### Problem details
Reproduce every record below exactly as it appears.

--- Data for this exercise Enclosed Below ---

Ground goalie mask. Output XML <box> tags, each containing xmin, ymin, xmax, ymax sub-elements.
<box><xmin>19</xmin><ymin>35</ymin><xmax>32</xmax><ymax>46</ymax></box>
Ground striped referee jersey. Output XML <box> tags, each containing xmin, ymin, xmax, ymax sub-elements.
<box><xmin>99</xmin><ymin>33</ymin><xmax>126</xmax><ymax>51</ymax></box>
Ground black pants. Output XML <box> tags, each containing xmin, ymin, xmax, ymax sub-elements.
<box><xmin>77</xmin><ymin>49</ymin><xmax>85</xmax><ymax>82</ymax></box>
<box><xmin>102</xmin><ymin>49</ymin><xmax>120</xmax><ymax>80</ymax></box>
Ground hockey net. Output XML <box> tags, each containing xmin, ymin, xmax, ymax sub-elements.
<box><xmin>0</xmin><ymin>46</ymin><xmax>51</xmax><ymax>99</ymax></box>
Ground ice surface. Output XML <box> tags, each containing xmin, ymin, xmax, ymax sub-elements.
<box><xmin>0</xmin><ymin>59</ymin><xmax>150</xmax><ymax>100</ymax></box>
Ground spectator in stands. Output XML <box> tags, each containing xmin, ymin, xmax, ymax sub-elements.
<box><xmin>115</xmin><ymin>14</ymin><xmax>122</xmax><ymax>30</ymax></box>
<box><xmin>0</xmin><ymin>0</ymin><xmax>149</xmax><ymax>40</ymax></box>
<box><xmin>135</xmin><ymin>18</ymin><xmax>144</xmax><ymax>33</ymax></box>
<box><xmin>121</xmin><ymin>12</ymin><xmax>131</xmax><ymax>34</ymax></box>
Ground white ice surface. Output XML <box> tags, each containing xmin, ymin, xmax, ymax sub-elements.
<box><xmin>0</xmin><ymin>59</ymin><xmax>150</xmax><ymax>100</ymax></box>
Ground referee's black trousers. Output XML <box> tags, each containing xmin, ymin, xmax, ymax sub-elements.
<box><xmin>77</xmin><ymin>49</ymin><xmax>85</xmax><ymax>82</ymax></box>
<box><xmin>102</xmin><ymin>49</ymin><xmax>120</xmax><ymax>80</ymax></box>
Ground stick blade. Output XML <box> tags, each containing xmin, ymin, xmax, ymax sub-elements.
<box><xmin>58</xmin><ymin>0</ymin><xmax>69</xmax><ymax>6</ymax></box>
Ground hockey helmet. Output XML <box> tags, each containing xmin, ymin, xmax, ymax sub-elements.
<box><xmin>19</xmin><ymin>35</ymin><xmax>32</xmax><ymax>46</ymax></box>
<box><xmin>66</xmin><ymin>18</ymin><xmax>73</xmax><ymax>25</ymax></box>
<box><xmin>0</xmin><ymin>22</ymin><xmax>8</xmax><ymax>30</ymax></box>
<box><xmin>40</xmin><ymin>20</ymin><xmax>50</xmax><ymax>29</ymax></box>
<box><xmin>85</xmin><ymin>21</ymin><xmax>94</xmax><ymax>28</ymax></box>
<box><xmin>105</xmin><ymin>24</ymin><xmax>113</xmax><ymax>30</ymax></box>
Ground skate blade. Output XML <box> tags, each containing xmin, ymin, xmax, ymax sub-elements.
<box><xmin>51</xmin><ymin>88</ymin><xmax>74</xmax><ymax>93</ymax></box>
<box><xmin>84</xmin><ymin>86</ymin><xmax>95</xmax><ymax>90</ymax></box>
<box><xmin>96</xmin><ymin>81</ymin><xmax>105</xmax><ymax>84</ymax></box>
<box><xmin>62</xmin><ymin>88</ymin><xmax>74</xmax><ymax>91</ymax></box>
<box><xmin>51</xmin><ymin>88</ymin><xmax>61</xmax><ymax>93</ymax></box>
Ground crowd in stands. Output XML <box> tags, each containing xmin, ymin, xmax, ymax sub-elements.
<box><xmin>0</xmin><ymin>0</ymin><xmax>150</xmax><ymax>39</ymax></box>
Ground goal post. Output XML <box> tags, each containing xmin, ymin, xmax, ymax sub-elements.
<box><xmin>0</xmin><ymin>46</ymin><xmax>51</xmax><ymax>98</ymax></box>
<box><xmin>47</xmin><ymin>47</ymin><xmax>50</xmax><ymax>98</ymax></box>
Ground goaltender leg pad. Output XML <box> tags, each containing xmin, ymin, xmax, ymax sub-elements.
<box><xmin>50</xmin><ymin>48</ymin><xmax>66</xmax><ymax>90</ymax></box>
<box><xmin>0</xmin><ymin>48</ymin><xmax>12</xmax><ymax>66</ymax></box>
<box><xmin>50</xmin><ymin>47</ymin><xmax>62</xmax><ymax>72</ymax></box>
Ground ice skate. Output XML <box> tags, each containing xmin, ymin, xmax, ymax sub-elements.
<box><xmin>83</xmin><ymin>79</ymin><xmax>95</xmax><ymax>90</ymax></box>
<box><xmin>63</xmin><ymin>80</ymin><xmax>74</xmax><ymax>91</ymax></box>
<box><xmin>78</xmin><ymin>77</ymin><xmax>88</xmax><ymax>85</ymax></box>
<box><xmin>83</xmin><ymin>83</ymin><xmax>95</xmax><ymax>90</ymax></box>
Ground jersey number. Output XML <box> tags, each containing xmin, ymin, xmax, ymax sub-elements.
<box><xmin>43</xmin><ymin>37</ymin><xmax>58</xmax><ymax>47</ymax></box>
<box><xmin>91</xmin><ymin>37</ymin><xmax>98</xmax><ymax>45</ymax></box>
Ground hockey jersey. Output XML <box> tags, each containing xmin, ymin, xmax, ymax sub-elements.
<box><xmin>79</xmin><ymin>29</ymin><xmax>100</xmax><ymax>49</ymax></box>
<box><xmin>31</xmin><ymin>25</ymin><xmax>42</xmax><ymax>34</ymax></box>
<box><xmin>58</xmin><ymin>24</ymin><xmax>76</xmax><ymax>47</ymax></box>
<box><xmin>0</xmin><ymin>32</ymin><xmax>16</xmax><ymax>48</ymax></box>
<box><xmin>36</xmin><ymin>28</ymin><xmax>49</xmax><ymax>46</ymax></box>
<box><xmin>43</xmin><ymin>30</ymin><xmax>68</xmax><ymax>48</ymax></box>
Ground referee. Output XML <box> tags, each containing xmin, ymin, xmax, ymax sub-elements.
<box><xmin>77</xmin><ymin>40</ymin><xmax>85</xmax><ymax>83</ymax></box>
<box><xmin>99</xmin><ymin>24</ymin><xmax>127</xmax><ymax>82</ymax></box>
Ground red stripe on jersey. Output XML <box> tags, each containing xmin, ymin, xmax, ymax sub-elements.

--- End of Enclosed Data for this exercise ---

### Answer to the exercise
Ground goalie mask. Output XML <box> tags, each containing xmin, ymin, xmax, ymax sub-elements.
<box><xmin>19</xmin><ymin>35</ymin><xmax>32</xmax><ymax>46</ymax></box>
Ground striped referee jersey. Output XML <box> tags, each containing xmin, ymin, xmax, ymax sub-elements.
<box><xmin>99</xmin><ymin>33</ymin><xmax>126</xmax><ymax>51</ymax></box>
Ground black pants. Output XML <box> tags, each containing xmin, ymin, xmax, ymax sub-elements.
<box><xmin>77</xmin><ymin>49</ymin><xmax>85</xmax><ymax>82</ymax></box>
<box><xmin>102</xmin><ymin>49</ymin><xmax>120</xmax><ymax>80</ymax></box>
Ground hockey net. Output XML <box> tags, each containing xmin, ymin, xmax, ymax sub-elements.
<box><xmin>0</xmin><ymin>46</ymin><xmax>51</xmax><ymax>99</ymax></box>
Ground ice surface. Output XML <box> tags, each containing xmin, ymin, xmax, ymax sub-elements.
<box><xmin>0</xmin><ymin>59</ymin><xmax>150</xmax><ymax>100</ymax></box>
Ground spectator in stands. Output XML <box> tags, each containing xmin, ymin, xmax, ymax sub-elements.
<box><xmin>115</xmin><ymin>14</ymin><xmax>122</xmax><ymax>30</ymax></box>
<box><xmin>0</xmin><ymin>0</ymin><xmax>149</xmax><ymax>40</ymax></box>
<box><xmin>135</xmin><ymin>18</ymin><xmax>144</xmax><ymax>33</ymax></box>
<box><xmin>121</xmin><ymin>12</ymin><xmax>131</xmax><ymax>34</ymax></box>
Ground white ice surface. Output XML <box> tags, each containing xmin, ymin, xmax, ymax sub-elements.
<box><xmin>0</xmin><ymin>59</ymin><xmax>150</xmax><ymax>100</ymax></box>
Ground referee's black trousers. Output XML <box> tags, each containing xmin, ymin, xmax, ymax sub-elements.
<box><xmin>77</xmin><ymin>49</ymin><xmax>85</xmax><ymax>82</ymax></box>
<box><xmin>102</xmin><ymin>49</ymin><xmax>120</xmax><ymax>80</ymax></box>
Ground stick blade. Output XML <box> tags, each containing xmin, ymin, xmax, ymax sub-elements.
<box><xmin>58</xmin><ymin>0</ymin><xmax>69</xmax><ymax>6</ymax></box>
Ground hockey helmet. Output XML <box> tags, each containing xmin, ymin, xmax, ymax sub-elements.
<box><xmin>19</xmin><ymin>35</ymin><xmax>32</xmax><ymax>46</ymax></box>
<box><xmin>66</xmin><ymin>18</ymin><xmax>73</xmax><ymax>25</ymax></box>
<box><xmin>0</xmin><ymin>22</ymin><xmax>8</xmax><ymax>30</ymax></box>
<box><xmin>40</xmin><ymin>20</ymin><xmax>50</xmax><ymax>29</ymax></box>
<box><xmin>85</xmin><ymin>21</ymin><xmax>94</xmax><ymax>28</ymax></box>
<box><xmin>105</xmin><ymin>24</ymin><xmax>113</xmax><ymax>30</ymax></box>
Ground skate blade. Output XML <box> tags, each containing xmin, ymin, xmax, ymax sub-elements.
<box><xmin>51</xmin><ymin>88</ymin><xmax>74</xmax><ymax>93</ymax></box>
<box><xmin>84</xmin><ymin>86</ymin><xmax>95</xmax><ymax>90</ymax></box>
<box><xmin>96</xmin><ymin>81</ymin><xmax>105</xmax><ymax>84</ymax></box>
<box><xmin>62</xmin><ymin>88</ymin><xmax>74</xmax><ymax>91</ymax></box>
<box><xmin>51</xmin><ymin>88</ymin><xmax>61</xmax><ymax>93</ymax></box>
Ground crowd in stands. Output XML <box> tags, each containing xmin, ymin, xmax, ymax sub-elements.
<box><xmin>0</xmin><ymin>0</ymin><xmax>150</xmax><ymax>39</ymax></box>
Ground goal post. Output XML <box> tags, each containing xmin, ymin, xmax, ymax sub-elements.
<box><xmin>0</xmin><ymin>46</ymin><xmax>51</xmax><ymax>98</ymax></box>
<box><xmin>47</xmin><ymin>47</ymin><xmax>50</xmax><ymax>98</ymax></box>
Ground goaltender leg pad. Output XML <box> tags, each containing xmin, ymin, xmax, ymax sub-elements.
<box><xmin>50</xmin><ymin>48</ymin><xmax>66</xmax><ymax>90</ymax></box>
<box><xmin>0</xmin><ymin>48</ymin><xmax>12</xmax><ymax>66</ymax></box>
<box><xmin>50</xmin><ymin>47</ymin><xmax>62</xmax><ymax>72</ymax></box>
Ground ice skate. Output XML <box> tags, each containing xmin, ymin, xmax, ymax sub-elements.
<box><xmin>83</xmin><ymin>79</ymin><xmax>95</xmax><ymax>90</ymax></box>
<box><xmin>63</xmin><ymin>80</ymin><xmax>74</xmax><ymax>91</ymax></box>
<box><xmin>78</xmin><ymin>77</ymin><xmax>88</xmax><ymax>85</ymax></box>
<box><xmin>83</xmin><ymin>83</ymin><xmax>95</xmax><ymax>90</ymax></box>
Ground jersey number. Output XML <box> tags, each containing xmin, ymin, xmax, ymax sub-elements.
<box><xmin>43</xmin><ymin>37</ymin><xmax>58</xmax><ymax>47</ymax></box>
<box><xmin>91</xmin><ymin>37</ymin><xmax>98</xmax><ymax>45</ymax></box>
Ground hockey jersey. Output XML <box> tags, each containing xmin, ymin, xmax, ymax sub-elements.
<box><xmin>79</xmin><ymin>29</ymin><xmax>100</xmax><ymax>49</ymax></box>
<box><xmin>31</xmin><ymin>25</ymin><xmax>42</xmax><ymax>34</ymax></box>
<box><xmin>58</xmin><ymin>24</ymin><xmax>76</xmax><ymax>47</ymax></box>
<box><xmin>0</xmin><ymin>32</ymin><xmax>16</xmax><ymax>48</ymax></box>
<box><xmin>36</xmin><ymin>28</ymin><xmax>49</xmax><ymax>46</ymax></box>
<box><xmin>43</xmin><ymin>30</ymin><xmax>68</xmax><ymax>48</ymax></box>
Ground referee. Output XML <box> tags, each containing xmin, ymin, xmax, ymax sub-elements.
<box><xmin>77</xmin><ymin>40</ymin><xmax>85</xmax><ymax>83</ymax></box>
<box><xmin>99</xmin><ymin>24</ymin><xmax>127</xmax><ymax>82</ymax></box>
Ground red stripe on jersey. Output XML <box> tags, each containing xmin, ymin, xmax, ymax sub-elements.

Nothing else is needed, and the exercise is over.